*** Excerpt
The dog that did not bark


When in November five British yachtsman were apprehended by the Iranian authorities after trespassing in Iranian waters, the bought and paid-for media scrambled in readiness for another orgy of Tehran-bashing. 

Yet something very odd happened – or failed to happen.  The British bulldog defied all expectations and failed to bark. Indeed the BBC reported that for the best part of a week the Foreign Office had tried to keep the whole business under wraps.  When it did finally come to light, Miliband just shuffled his feet whilst the FO spokesman mumbled that, okay, the five might have “strayed inadvertently into Iranian waters”.

The Iranians quietly dealt with the situation caused by the yachtsmen’s gaffe, initially promising that serious measures would be taken were the five proven to have acted with “evil intentions”.  When due investigation suggested that such was not the case, the strays were promptly sent home. All the lads declared themselves to have been well treated, with the mother of one of them offering “grateful thanks to Iran for seeing it as it was – just a human error”. The hot story suddenly went cold and the press slunk off.

So where were the headlines screaming about the “unjust treatment” suffered by “our boys”? Where were the maritime maps “proving” that the trespass “never really happened”?  Where, in short, was all the ballyhoo raised on at least two previous occasions, in 2004 and 2007, when British servicemen got themselves arrested on Iranian territory?  How are we to account for this outbreak of grudging civility on the part of the neo-colonialists of Whitehall?
******
**Using the information**
1 > Do these statements agree with the article about the five British yachtsmen? For each, answer yes or no and quote the words of the article that decide it.
(a) The Foreign Office tried to keep the matter quiet for about a week.
(b) The yachtsmen complained that they had been treated harshly.
(c) British servicemen were arrested on Iranian territory in both 2004 and 2007.
2 > How would you sum up the article about the five British yachtsmen in two sentences?
3 > What comes next in the article about the five British yachtsmen? Write the text that follows its final question.
*** The data
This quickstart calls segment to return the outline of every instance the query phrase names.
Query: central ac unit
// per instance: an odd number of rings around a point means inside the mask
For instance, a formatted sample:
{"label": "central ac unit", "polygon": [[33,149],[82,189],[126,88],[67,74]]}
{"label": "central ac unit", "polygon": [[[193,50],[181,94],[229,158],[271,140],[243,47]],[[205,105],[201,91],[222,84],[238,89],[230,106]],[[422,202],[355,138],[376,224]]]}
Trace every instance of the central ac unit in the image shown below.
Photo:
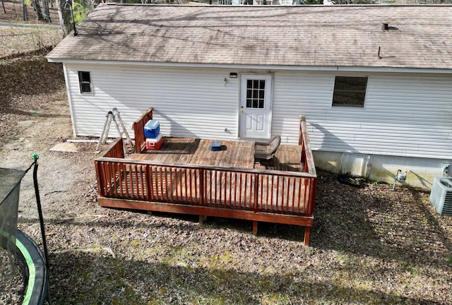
******
**Exercise answers**
1 >
(a) Yes: "for the best part of a week the Foreign Office had tried to keep the whole business under wraps"
(b) No: "All the lads declared themselves to have been well treated"
(c) Yes: "in 2004 and 2007, when British servicemen got themselves arrested on Iranian territory"

2 > After Iranian authorities detained five British yachtsmen in November for trespassing in Iranian waters, the Foreign Office tried to keep the matter under wraps for most of a week and then said they might have strayed inadvertently. Once an investigation suggested they had no evil intentions, Iran promptly sent them home, and they said they had been well treated, leaving the article to ask why there was none of the outcry raised in 2004 and 2007.

3 >
To get a glimpse of what is really weighing on British imperialist minds, we can do no better than to listen to Miliband’s crass denials of the significance of this affair.  “This is a human story of five young yachtsmen,” he wittered. “It’s got nothing to do with politics, it’s got nothing to do with nuclear enrichment programmes… it has no relationship to any of the other, bigger issues.” Oh really?

Such denials serve only to draw attention to those “bigger issues” which they would conceal.  What has for the moment brought imperialist arrogance and aggression up short is precisely the firm and statesmanlike fashion in which Tehran has successively seen off the foreign efforts to undermine Iran’s elections, the subsequent efforts to overturn the results by funding yet another “colour revolution”, and the most recent grandstanding at the International Atomic Energy Agency (IAEA) and Security Council over the non-existent “nuclear issue”. (The only “nuclear issue” involved is the unpardonable interference of Washington, London and Tel Aviv in the entirely proper efforts by the Tehran government to develop a nuclear energy programme consistent with its need for national energy security.)

It is this firm defence of Iran’s national independence in the face of imperialist meddling which has taught Miliband manners.  The same thing also accounts for the failure of the bourgeois scribblers and Twitterers to make very much of the opposition’s attempts to hijack Students Day on 7th December.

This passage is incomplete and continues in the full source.